### Tâches
#1 Dans le texte sur Balzac, à quel monument Balzac compare-t-il La Comédie humaine dans sa lettre de 1845 ?
#2 Poursuivez le texte sur Balzac après sa dernière phrase.

### Texte choisi
═══

Introduction à Balzac
Le 24 octobre 2020
Derrière ce titre modeste « Introduction à Balzac » se cache une certaine ambition. En effet, peut-on présenter un génie littéraire tel que Balzac dans le format d'un petit essai de moins de 200 pages ? Est-il possible en quelques chapitres de faire le tour des idées et des thèmes abordés dans cette œuvre si vaste et si profonde qu’est la comédie humaine ? Ne faut-il pas s’armer de patience pour découvrir par ses propres moyens un tel monument en y consacrant plusieurs lectures étalées dans le temps ?
En 1845, dans une lettre adressée à son amie Zulma Carraud, Balzac se confiait :
« Vous ne vous figurez pas ce que c’est que La Comédie humaine ; c’est plus vaste, littérairement parlant, que la cathédrale de Bourges architecturalement. Voilà seize ans, ma chère et ingrate amie, que j’y suis, et il faut huit autres années encore pour terminer ! ».
Ce pari, ce difficile exercice de synthèse que constitue une introduction à Balzac ne pouvait être tenté que par un grand spécialiste, Philippe Bertault, à qui l’on doit plusieurs études, dont un « Balzac et la religion » qui fait autorité. Il suffit pour se convaincre de la grandeur et de la diversité du génie de Balzac de consulter les bibliographies qui se rapporte à sa vie et à son œuvre. En 1929, les Presses de l’Université de Chicago ont édité les deux volumes de la Bibliographie balzacienne, due au soin de William Hobart Royce ; ils mentionnent déjà plus de quatre mille livres et articles consacrés à Balzac. Il faudrait sans doute multiplier ce chiffre par dix pour actualiser cette information, et il conviendrait d’y ajouter les nombreuses thèses et mémoires qui n’ont pas fait l’objet d’une publication officielle. Les thèmes abordés ressemblent à l’index d’une encyclopédie : Balzac et l’idée coloniale, Balzac philosophe, Balzac et l’Angleterre, Balzac et l’Italie, Balzac Imprimeur, Balzac Homme d’affaires, Balzac et la révolution, Balzac et la peinture, Balzac historien, Balzac et Napoléon, Balzac juriste, etc. Son imagination et sa créativité débordent de tous les cadres, à tel point qu’il faut un livre de 678 pages pour énumérer la liste des personnages qui peuplent ses romans (« Dictionnaire biographique des personnages fictifs de la comédie humaine », Fernand Lotte, Librairie José Corti, Paris, 1952.). Balzac est incontestablement un géant. Il s’était fixé pour ambition d’établir l’inventaire des espèces humaines, en dressant une nomenclature du genre humain semblable à celles qui existent pour les espèces animales. Dans son avant-propos à la comédie humaine (1842) l’auteur précise son projet :
« La Société ne fait-elle pas de l’homme, suivant les milieux où son action se déploie, autant d’hommes différents qu’il y a de variétés en zoologie ? Les différences entre un soldat, un ouvrier, un administrateur, un avocat, un oisif, un savant, un homme d’État, un commerçant, un marin, un poète, un pauvre, un prêtre, sont, quoique plus difficiles à saisir, aussi considérables que celles qui distinguent le loup, le lion, l’âne, le corbeau, le requin, le veau marin, la brebis, etc. Il a donc existé, il existera donc de tout temps des Espèces sociales comme il y a des Espèces zoologiques. Si Buffon a fait un magnifique ouvrage en essayant de représenter dans un livre l’ensemble de la zoologie, n’y avait-il pas une œuvre de ce genre à faire pour la société ? »

═══

Lignes de données
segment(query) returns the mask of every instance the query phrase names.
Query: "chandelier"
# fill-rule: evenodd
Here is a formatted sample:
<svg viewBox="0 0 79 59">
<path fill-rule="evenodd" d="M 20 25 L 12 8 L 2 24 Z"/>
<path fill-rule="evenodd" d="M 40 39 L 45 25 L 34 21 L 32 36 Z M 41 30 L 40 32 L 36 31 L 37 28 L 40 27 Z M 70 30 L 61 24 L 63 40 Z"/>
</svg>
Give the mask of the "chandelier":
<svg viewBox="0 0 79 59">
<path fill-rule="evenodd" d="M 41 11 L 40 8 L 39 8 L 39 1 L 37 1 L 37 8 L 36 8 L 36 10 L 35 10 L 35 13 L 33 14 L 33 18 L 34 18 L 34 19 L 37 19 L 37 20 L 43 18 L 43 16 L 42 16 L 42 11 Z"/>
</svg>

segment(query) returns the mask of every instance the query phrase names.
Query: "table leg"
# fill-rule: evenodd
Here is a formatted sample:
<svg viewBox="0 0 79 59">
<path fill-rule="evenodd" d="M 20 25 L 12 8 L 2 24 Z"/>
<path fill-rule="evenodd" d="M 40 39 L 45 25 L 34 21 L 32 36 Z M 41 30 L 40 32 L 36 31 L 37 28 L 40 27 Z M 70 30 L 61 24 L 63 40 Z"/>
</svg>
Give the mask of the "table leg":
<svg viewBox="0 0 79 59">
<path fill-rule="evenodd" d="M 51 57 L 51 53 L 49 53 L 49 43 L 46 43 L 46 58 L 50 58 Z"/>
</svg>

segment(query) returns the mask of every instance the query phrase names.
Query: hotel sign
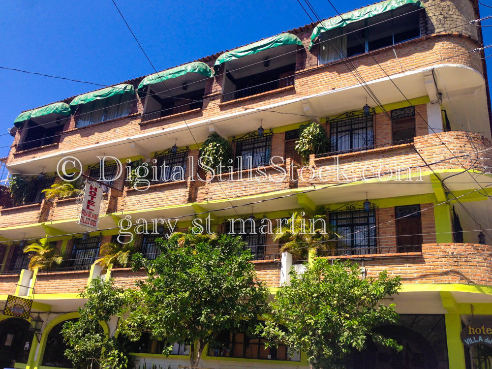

═══

### Réponses par tâche
#1 À la cathédrale de Bourges.

#2
Philippe Bertault nous apporte l’éclairage nécessaire pour aborder le monde de Balzac dans les meilleures conditions possibles. Il commence par nous délivrer quelques éléments d’informations biographiques avant d’analyser les différents aspects de la personnalité de l’écrivain et de fournir des clés pour comprendre l’œuvre. La deuxième partie de l’ouvrage présente Balzac devant la critique et dresse un panorama des jugements de ses contemporains, sans oublier la critique universitaire. Muni de ces points de repère et de quelques références bibliographiques le lecteur peut valider son billet pour une immersion plus profonde dans l’univers balzacien (91 romans pour l’ensemble de la comédie humaine [1] auxquels il faut ajouter les « cent contes drolatiques », une dizaine de romans de jeunesses sous divers pseudonymes [« Lord R’hoone » ou « Horace de Saint-Aubin »], autant d’essais sur des thèmes divers, de nombreux articles publiés dans les revues et journaux, cinq pièces de théâtre et une abondante correspondance comprenant cinq volumes d'environ 1000 pages chacun plus deux gros volumes de la collection bouquin pour les seules lettres écrites à Évelyne Hanska).
(1) L'inventaire détaillé des œuvres de Balzac est un sujet d’étude à part entière qui a inspiré une thèse développée par Stéphane Vachon et publiée par les presses du CNRS en 1992 : « Les travaux et les jours d’Honoré de Balzac ».
Bibliographie :
— « Introduction à Balzac », Philippe Bertault, Odilis, 1953, 190 pages.